▶ _Excerpted passage_
%%
Storytelling, subversion and satire in Tita Salina’s 1001st Island

Two years ago, the National Gallery of Australia’s Contemporary Worlds: Indonesia exhibition opened to the public. In the third room of the gallery space was a sculpture comprised of one tonne of plastic; wrapped in fishing nets to make an island, and supported by oil barrels and floats. Under the warm glow of an incandescent spotlight, discarded Indonesian candy packets and chip packets and soft drink cans sparkled; deep pinks, pastel blues, greens and gold-tinged wrappers shimmered under the light. There was a feeling of curiosity and surprise that came with encountering rubbish in the fumigated, sanitised gallery space; an aesthetic intervention that combined the out-of-place and the lurid into a strange (but beautiful) harmony.
%%
▶ _Supplied data_
%%
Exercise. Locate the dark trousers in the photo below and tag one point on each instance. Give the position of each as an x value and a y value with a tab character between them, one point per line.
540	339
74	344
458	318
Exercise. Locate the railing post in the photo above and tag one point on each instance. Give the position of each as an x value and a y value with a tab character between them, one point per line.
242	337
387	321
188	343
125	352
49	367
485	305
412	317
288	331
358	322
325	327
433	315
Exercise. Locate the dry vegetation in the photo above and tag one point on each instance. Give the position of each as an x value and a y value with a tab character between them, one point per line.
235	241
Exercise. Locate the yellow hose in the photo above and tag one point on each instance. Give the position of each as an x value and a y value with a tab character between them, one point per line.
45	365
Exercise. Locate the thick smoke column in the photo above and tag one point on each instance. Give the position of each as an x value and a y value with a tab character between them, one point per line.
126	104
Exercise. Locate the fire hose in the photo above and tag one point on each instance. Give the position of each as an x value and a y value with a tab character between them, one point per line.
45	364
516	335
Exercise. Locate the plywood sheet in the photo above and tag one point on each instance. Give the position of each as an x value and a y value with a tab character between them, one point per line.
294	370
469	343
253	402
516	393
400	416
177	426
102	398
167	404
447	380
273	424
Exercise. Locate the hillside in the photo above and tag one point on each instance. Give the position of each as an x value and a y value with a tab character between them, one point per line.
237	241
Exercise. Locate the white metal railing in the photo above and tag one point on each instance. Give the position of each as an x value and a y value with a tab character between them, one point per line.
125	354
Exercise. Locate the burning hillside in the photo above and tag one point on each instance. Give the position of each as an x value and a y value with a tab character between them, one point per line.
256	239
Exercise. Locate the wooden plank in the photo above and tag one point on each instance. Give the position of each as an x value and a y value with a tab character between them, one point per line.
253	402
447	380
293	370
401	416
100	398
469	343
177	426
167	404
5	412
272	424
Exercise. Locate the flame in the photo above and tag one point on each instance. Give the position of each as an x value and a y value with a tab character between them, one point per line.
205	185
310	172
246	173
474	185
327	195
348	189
%%
▶ _What to work on_
A - List the colors that the article on Tita Salina's 1001st Island gives for the rubbish shimmering under the spotlight.
B - Reproduce word for word the part of the article on Tita Salina's 1001st Island that opens with the words containing "Two years ago, the" and closes with "(but beautiful) harmony.".

▶ _Expected outputs_
A -
- deep pinks
- pastel blues
- greens
- gold-tinged

B -
Two years ago, the National Gallery of Australia’s Contemporary Worlds: Indonesia exhibition opened to the public. In the third room of the gallery space was a sculpture comprised of one tonne of plastic; wrapped in fishing nets to make an island, and supported by oil barrels and floats. Under the warm glow of an incandescent spotlight, discarded Indonesian candy packets and chip packets and soft drink cans sparkled; deep pinks, pastel blues, greens and gold-tinged wrappers shimmered under the light. There was a feeling of curiosity and surprise that came with encountering rubbish in the fumigated, sanitised gallery space; an aesthetic intervention that combined the out-of-place and the lurid into a strange (but beautiful) harmony.